INSTRUCTIONS FOR THE TASK: Pick out every line in the records below that contains the string "pants", and copy each one. Case counts.

--- start ---

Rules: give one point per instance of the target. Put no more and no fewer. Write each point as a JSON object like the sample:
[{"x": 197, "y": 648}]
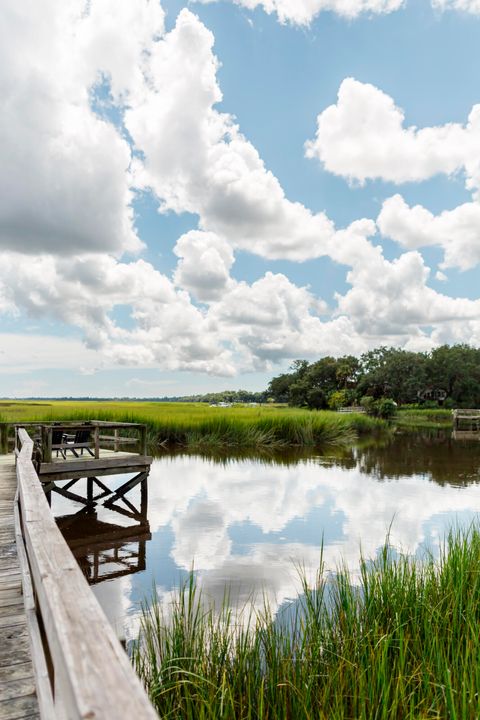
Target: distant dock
[{"x": 466, "y": 420}]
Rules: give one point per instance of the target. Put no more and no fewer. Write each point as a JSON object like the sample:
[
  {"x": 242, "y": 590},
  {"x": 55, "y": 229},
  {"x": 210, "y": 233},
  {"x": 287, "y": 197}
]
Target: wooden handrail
[{"x": 92, "y": 676}]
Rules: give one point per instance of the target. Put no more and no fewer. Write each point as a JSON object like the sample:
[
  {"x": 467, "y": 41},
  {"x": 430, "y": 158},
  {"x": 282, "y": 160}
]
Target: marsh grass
[
  {"x": 429, "y": 419},
  {"x": 201, "y": 426},
  {"x": 403, "y": 643}
]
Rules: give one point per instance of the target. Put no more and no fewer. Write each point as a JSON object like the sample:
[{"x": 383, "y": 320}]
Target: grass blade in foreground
[{"x": 405, "y": 644}]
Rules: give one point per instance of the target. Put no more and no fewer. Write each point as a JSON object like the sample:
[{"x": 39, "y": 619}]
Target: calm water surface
[{"x": 248, "y": 523}]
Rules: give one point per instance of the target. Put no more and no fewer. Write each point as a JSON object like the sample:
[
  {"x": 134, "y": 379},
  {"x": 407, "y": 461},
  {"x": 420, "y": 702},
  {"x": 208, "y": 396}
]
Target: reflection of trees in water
[
  {"x": 329, "y": 456},
  {"x": 433, "y": 453},
  {"x": 437, "y": 455}
]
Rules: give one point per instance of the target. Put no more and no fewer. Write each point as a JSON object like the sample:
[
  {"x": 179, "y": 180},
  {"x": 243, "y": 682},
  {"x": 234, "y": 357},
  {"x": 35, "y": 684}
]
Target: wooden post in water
[
  {"x": 143, "y": 440},
  {"x": 47, "y": 444},
  {"x": 144, "y": 498},
  {"x": 90, "y": 491},
  {"x": 4, "y": 438},
  {"x": 97, "y": 441}
]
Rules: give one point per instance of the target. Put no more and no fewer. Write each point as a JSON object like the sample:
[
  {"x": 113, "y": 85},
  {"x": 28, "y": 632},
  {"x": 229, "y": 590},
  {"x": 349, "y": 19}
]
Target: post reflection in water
[
  {"x": 106, "y": 550},
  {"x": 246, "y": 523}
]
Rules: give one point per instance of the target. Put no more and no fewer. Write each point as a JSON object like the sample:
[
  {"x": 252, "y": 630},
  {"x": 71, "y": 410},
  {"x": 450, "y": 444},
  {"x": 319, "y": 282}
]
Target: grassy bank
[
  {"x": 403, "y": 645},
  {"x": 199, "y": 425}
]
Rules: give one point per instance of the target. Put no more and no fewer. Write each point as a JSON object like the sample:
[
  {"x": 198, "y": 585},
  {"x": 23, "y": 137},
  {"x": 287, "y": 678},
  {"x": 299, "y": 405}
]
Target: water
[{"x": 249, "y": 523}]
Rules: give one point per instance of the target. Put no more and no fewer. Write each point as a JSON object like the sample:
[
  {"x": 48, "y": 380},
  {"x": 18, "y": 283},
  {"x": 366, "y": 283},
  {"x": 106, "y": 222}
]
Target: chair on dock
[{"x": 80, "y": 441}]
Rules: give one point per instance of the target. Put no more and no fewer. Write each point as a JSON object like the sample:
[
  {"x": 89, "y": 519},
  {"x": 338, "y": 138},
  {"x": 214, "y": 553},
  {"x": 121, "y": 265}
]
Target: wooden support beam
[
  {"x": 93, "y": 677},
  {"x": 73, "y": 496},
  {"x": 126, "y": 487}
]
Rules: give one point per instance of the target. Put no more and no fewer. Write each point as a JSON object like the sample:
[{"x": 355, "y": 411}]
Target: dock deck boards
[
  {"x": 17, "y": 682},
  {"x": 110, "y": 462}
]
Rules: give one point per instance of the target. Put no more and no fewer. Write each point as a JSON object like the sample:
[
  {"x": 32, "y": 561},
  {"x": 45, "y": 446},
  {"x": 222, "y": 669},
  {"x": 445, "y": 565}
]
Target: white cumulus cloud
[
  {"x": 302, "y": 12},
  {"x": 470, "y": 6},
  {"x": 363, "y": 137},
  {"x": 456, "y": 231}
]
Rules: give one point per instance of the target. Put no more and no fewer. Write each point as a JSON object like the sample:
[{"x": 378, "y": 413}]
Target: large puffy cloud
[
  {"x": 363, "y": 137},
  {"x": 198, "y": 161},
  {"x": 456, "y": 231},
  {"x": 169, "y": 330},
  {"x": 204, "y": 265},
  {"x": 471, "y": 6},
  {"x": 302, "y": 12},
  {"x": 392, "y": 299},
  {"x": 64, "y": 170}
]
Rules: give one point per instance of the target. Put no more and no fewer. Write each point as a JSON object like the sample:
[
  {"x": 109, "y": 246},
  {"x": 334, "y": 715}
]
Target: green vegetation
[
  {"x": 450, "y": 374},
  {"x": 420, "y": 418},
  {"x": 405, "y": 644},
  {"x": 197, "y": 425}
]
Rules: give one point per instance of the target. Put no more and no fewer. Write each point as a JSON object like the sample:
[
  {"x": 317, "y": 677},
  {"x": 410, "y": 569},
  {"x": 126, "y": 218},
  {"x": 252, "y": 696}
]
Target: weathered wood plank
[
  {"x": 22, "y": 708},
  {"x": 92, "y": 465},
  {"x": 15, "y": 646},
  {"x": 16, "y": 672},
  {"x": 93, "y": 676},
  {"x": 17, "y": 688},
  {"x": 17, "y": 683},
  {"x": 12, "y": 619}
]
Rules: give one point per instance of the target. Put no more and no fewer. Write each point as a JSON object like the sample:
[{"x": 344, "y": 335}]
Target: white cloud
[
  {"x": 66, "y": 217},
  {"x": 363, "y": 137},
  {"x": 198, "y": 161},
  {"x": 64, "y": 171},
  {"x": 21, "y": 353},
  {"x": 470, "y": 6},
  {"x": 456, "y": 231},
  {"x": 392, "y": 300},
  {"x": 204, "y": 265},
  {"x": 302, "y": 12}
]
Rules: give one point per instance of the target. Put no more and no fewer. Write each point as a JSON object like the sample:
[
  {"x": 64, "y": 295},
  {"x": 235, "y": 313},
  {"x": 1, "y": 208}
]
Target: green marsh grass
[
  {"x": 403, "y": 643},
  {"x": 202, "y": 426}
]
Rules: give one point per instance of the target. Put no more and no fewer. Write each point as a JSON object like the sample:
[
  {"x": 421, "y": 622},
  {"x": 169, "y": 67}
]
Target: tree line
[{"x": 447, "y": 376}]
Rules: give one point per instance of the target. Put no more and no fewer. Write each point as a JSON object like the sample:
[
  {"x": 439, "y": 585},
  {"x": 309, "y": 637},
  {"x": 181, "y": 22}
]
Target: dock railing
[
  {"x": 466, "y": 416},
  {"x": 102, "y": 434},
  {"x": 81, "y": 669}
]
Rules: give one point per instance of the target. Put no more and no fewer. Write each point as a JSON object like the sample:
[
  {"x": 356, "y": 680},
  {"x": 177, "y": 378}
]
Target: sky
[{"x": 194, "y": 194}]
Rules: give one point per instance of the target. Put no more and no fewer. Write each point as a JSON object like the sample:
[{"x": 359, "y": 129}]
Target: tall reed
[
  {"x": 404, "y": 643},
  {"x": 198, "y": 425}
]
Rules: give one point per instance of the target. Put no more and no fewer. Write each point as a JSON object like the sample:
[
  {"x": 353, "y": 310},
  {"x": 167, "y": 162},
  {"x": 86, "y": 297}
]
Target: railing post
[
  {"x": 47, "y": 446},
  {"x": 143, "y": 440},
  {"x": 96, "y": 433},
  {"x": 4, "y": 438}
]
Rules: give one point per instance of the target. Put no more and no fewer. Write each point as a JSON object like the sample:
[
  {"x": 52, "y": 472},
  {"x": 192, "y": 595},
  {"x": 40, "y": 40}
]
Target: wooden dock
[
  {"x": 59, "y": 656},
  {"x": 17, "y": 680},
  {"x": 466, "y": 419}
]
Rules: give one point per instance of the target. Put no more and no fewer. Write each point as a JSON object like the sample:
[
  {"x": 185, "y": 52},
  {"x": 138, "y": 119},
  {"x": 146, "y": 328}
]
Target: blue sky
[{"x": 279, "y": 235}]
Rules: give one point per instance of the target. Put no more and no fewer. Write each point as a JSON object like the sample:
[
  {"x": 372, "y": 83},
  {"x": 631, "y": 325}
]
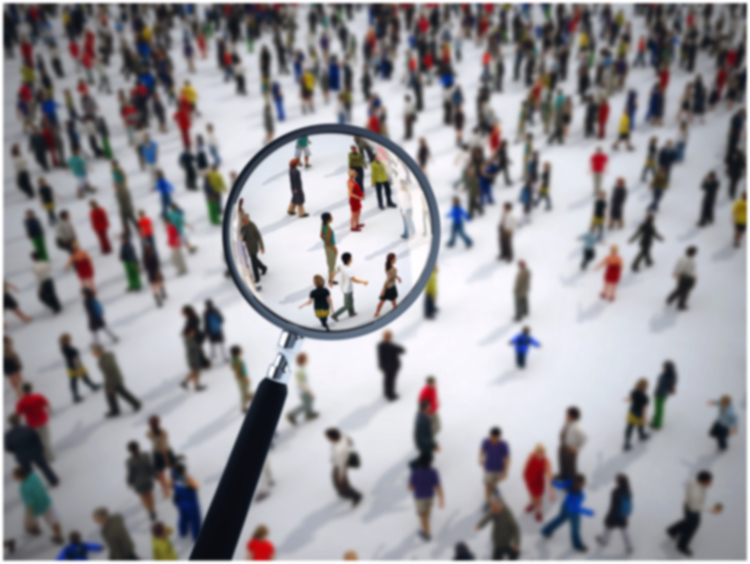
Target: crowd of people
[{"x": 145, "y": 40}]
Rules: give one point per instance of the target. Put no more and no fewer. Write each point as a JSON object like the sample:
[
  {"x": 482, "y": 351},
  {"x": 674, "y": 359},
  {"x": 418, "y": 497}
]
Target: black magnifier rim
[{"x": 384, "y": 319}]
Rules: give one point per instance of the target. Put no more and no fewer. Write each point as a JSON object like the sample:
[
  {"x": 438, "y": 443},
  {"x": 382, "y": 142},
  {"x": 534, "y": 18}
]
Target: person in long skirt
[
  {"x": 390, "y": 290},
  {"x": 613, "y": 264}
]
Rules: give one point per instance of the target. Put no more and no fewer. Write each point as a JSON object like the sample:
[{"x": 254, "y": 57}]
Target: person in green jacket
[
  {"x": 37, "y": 502},
  {"x": 382, "y": 183}
]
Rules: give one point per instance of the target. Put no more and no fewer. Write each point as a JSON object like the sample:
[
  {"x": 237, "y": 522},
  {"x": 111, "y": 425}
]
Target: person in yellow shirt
[
  {"x": 623, "y": 131},
  {"x": 739, "y": 215}
]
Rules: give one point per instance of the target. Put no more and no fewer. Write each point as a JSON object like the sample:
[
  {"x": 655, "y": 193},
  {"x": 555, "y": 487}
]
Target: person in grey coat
[
  {"x": 115, "y": 535},
  {"x": 113, "y": 382},
  {"x": 521, "y": 291},
  {"x": 140, "y": 476},
  {"x": 505, "y": 533}
]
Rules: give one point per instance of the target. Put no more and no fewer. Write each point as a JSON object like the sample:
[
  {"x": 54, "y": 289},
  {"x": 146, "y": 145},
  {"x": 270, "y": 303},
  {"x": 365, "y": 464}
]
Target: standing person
[
  {"x": 305, "y": 393},
  {"x": 100, "y": 225},
  {"x": 637, "y": 414},
  {"x": 390, "y": 363},
  {"x": 695, "y": 498},
  {"x": 346, "y": 284},
  {"x": 684, "y": 272},
  {"x": 36, "y": 409},
  {"x": 298, "y": 195},
  {"x": 114, "y": 384},
  {"x": 521, "y": 289},
  {"x": 76, "y": 369},
  {"x": 140, "y": 476},
  {"x": 538, "y": 474},
  {"x": 506, "y": 535},
  {"x": 162, "y": 453},
  {"x": 507, "y": 226},
  {"x": 24, "y": 443},
  {"x": 389, "y": 293},
  {"x": 620, "y": 507},
  {"x": 320, "y": 297},
  {"x": 613, "y": 262},
  {"x": 115, "y": 535},
  {"x": 570, "y": 510},
  {"x": 37, "y": 503},
  {"x": 250, "y": 235},
  {"x": 494, "y": 457},
  {"x": 521, "y": 343},
  {"x": 572, "y": 439},
  {"x": 46, "y": 288},
  {"x": 424, "y": 482},
  {"x": 329, "y": 245},
  {"x": 726, "y": 423},
  {"x": 240, "y": 374},
  {"x": 341, "y": 458},
  {"x": 645, "y": 235}
]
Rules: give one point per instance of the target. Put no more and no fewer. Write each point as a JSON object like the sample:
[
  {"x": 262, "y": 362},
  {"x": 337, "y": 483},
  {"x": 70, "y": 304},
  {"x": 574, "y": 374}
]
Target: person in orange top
[
  {"x": 100, "y": 223},
  {"x": 613, "y": 262},
  {"x": 538, "y": 474},
  {"x": 259, "y": 547},
  {"x": 429, "y": 394}
]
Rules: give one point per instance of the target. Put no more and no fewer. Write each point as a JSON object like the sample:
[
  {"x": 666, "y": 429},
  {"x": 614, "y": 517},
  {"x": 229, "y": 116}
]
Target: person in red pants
[{"x": 100, "y": 223}]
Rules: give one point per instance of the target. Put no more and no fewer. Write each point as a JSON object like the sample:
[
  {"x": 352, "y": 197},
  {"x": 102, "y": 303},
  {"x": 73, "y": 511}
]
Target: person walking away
[
  {"x": 570, "y": 510},
  {"x": 726, "y": 423},
  {"x": 637, "y": 414},
  {"x": 506, "y": 535},
  {"x": 341, "y": 458},
  {"x": 620, "y": 508},
  {"x": 522, "y": 342},
  {"x": 537, "y": 475},
  {"x": 140, "y": 476},
  {"x": 115, "y": 534},
  {"x": 572, "y": 439},
  {"x": 695, "y": 498},
  {"x": 114, "y": 384},
  {"x": 684, "y": 272}
]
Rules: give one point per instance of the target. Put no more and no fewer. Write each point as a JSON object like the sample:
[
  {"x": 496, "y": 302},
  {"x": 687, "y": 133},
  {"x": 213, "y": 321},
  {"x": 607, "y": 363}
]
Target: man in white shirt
[
  {"x": 684, "y": 272},
  {"x": 347, "y": 278},
  {"x": 695, "y": 497}
]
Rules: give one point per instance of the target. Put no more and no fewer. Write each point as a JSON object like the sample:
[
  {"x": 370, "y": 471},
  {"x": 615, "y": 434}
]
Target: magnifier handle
[{"x": 226, "y": 515}]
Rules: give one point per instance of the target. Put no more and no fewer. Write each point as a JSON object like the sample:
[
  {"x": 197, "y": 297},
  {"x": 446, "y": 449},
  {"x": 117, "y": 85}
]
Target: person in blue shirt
[
  {"x": 76, "y": 549},
  {"x": 522, "y": 342},
  {"x": 458, "y": 216},
  {"x": 570, "y": 510}
]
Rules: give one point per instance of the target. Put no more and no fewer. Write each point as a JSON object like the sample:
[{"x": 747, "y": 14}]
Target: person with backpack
[{"x": 620, "y": 508}]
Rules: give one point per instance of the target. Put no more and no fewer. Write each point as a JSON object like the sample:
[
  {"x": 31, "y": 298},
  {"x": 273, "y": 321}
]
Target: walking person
[
  {"x": 695, "y": 498},
  {"x": 684, "y": 272},
  {"x": 341, "y": 459},
  {"x": 389, "y": 362},
  {"x": 637, "y": 414},
  {"x": 537, "y": 474},
  {"x": 620, "y": 508},
  {"x": 114, "y": 384}
]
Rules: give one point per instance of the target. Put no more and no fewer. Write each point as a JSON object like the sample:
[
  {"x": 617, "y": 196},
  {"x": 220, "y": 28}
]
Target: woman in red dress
[
  {"x": 613, "y": 262},
  {"x": 81, "y": 261},
  {"x": 537, "y": 474},
  {"x": 355, "y": 200}
]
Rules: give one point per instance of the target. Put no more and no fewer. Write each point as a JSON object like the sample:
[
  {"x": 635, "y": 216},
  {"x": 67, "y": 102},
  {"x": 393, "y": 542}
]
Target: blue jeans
[
  {"x": 457, "y": 229},
  {"x": 575, "y": 526}
]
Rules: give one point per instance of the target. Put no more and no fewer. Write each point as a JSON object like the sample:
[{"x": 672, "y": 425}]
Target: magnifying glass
[{"x": 314, "y": 215}]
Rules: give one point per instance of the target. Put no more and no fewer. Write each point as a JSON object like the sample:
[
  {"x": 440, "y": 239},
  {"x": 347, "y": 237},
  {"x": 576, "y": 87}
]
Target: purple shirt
[
  {"x": 424, "y": 481},
  {"x": 495, "y": 455}
]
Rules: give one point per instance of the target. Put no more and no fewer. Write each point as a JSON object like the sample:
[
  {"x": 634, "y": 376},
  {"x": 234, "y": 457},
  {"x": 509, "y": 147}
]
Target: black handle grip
[{"x": 226, "y": 515}]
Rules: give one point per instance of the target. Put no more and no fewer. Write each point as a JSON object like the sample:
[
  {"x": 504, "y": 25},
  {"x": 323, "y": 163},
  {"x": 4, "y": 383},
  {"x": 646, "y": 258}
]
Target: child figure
[
  {"x": 240, "y": 374},
  {"x": 521, "y": 342}
]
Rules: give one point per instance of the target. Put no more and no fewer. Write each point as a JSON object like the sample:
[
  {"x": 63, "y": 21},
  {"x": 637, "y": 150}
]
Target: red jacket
[
  {"x": 429, "y": 394},
  {"x": 99, "y": 220}
]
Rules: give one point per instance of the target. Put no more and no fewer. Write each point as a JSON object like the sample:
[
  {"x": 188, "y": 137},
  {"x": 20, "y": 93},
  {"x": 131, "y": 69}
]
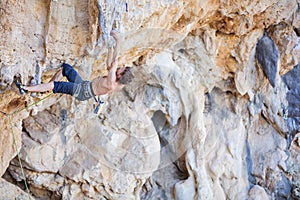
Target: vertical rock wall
[{"x": 212, "y": 113}]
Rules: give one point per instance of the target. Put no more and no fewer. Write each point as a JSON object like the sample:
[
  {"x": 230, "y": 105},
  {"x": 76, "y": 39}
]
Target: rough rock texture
[{"x": 213, "y": 111}]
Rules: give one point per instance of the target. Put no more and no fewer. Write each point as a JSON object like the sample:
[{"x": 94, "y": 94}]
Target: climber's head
[{"x": 124, "y": 75}]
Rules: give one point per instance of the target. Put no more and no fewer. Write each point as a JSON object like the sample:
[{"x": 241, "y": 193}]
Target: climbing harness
[{"x": 99, "y": 105}]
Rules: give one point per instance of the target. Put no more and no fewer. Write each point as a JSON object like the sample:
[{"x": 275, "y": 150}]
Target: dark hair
[{"x": 126, "y": 77}]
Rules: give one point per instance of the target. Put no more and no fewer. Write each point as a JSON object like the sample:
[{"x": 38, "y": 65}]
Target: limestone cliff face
[{"x": 213, "y": 111}]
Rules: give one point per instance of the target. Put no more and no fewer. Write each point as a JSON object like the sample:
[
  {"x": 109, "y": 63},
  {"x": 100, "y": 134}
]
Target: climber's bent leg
[
  {"x": 65, "y": 87},
  {"x": 81, "y": 91},
  {"x": 71, "y": 73},
  {"x": 57, "y": 76}
]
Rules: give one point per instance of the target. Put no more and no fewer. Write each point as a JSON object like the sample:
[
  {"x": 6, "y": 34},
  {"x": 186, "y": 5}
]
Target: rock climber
[{"x": 83, "y": 90}]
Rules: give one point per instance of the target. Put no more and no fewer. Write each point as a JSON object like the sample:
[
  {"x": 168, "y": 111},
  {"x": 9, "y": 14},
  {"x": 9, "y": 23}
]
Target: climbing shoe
[{"x": 20, "y": 86}]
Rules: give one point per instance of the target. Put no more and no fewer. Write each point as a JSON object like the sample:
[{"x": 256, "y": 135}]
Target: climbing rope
[{"x": 10, "y": 115}]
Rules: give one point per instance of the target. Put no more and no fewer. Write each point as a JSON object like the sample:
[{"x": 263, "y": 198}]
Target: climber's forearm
[{"x": 40, "y": 88}]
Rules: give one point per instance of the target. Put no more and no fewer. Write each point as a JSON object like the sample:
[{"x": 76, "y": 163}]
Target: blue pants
[{"x": 82, "y": 90}]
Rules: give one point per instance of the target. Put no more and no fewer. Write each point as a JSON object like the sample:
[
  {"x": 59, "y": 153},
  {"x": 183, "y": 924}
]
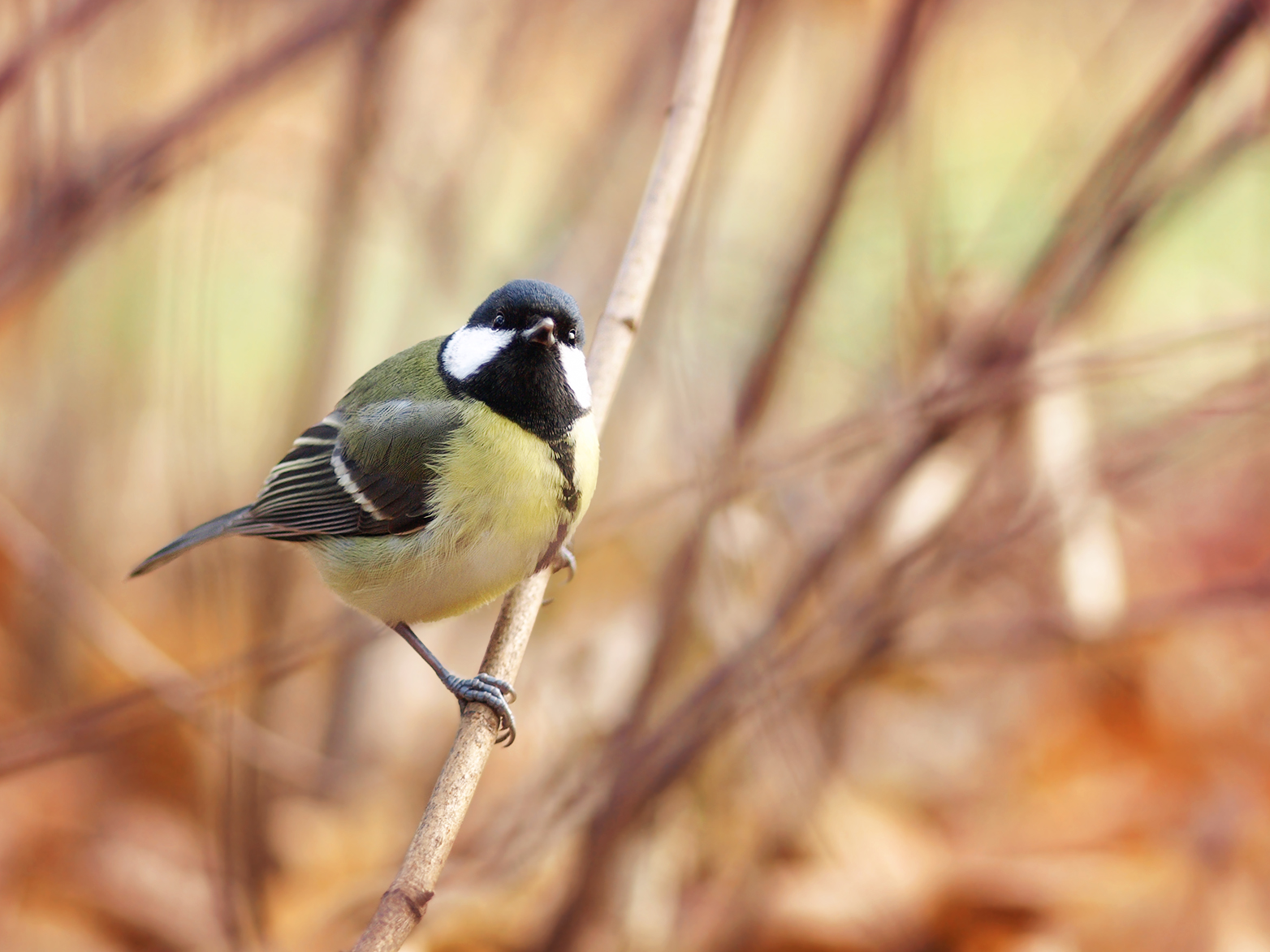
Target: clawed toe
[
  {"x": 495, "y": 695},
  {"x": 564, "y": 560}
]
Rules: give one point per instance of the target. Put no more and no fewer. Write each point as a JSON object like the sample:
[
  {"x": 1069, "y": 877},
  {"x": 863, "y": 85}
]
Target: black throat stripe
[{"x": 563, "y": 452}]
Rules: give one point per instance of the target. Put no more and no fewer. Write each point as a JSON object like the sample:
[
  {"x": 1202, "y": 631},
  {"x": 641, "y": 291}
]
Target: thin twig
[
  {"x": 58, "y": 27},
  {"x": 85, "y": 198},
  {"x": 134, "y": 654},
  {"x": 407, "y": 899}
]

--- end ---

WORKED SOLUTION:
Target: person in red pants
Target: blue pants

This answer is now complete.